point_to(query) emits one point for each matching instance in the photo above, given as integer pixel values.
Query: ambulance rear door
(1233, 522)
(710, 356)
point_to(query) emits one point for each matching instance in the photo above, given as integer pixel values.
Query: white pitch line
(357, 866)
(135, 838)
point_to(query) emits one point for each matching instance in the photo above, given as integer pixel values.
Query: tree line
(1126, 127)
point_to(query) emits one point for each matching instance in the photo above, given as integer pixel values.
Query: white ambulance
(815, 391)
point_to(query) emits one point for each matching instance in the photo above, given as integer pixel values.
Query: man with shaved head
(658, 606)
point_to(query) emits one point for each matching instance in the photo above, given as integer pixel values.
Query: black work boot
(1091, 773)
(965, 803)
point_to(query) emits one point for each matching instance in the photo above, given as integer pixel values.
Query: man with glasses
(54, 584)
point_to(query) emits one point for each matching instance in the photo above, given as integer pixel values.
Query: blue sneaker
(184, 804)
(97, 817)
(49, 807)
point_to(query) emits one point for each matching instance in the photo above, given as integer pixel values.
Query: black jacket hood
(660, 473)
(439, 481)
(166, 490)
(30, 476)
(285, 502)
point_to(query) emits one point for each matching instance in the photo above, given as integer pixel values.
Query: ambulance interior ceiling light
★ ★ ★ ★ ★ ★ ★
§ **GIVEN REQUEST**
Retype all of the data above word for word, without changing anything.

§ **COMPLETE ANSWER**
point_to(query) emits one point for each matching instance in the photo above, given as integer pixel values.
Query: ambulance rear door
(1233, 522)
(710, 356)
point_to(query) emits one point for each matching instance in the photo above, given as integer pixel values.
Query: white pitch line
(357, 866)
(135, 838)
point_to(query) emits one point for each matching instance in the photo above, given as integer pixel values.
Query: tree line
(1126, 127)
point_to(query) emits one point for each matching instance in the photo above, given as integer pixel values.
Query: white ambulance
(815, 391)
point_to(query) emits one point for each matching instance in the photo above, given as integer pixel values.
Query: man with shaved head
(658, 606)
point_to(query) emits one point for each matching instance in the photo above, given as integer pixel values.
Query: black work boot
(1091, 773)
(965, 803)
point_to(query) emits one point for each matching instance in the photo above, given as integer pixel values.
Query: man with glasses
(54, 584)
point_to(query) emits one point for each matching instance in the photo above, given as integer pixel values.
Query: blue sneaker
(184, 804)
(97, 817)
(49, 807)
point_to(query) emits one point for each matching instance in the photo above, given as integer pixel values.
Query: black jacket hood
(660, 473)
(439, 481)
(166, 490)
(30, 476)
(285, 502)
point_to(query) emits one point for each matching instance in the photo above, given as integer pixel values.
Query: ambulance interior ceiling light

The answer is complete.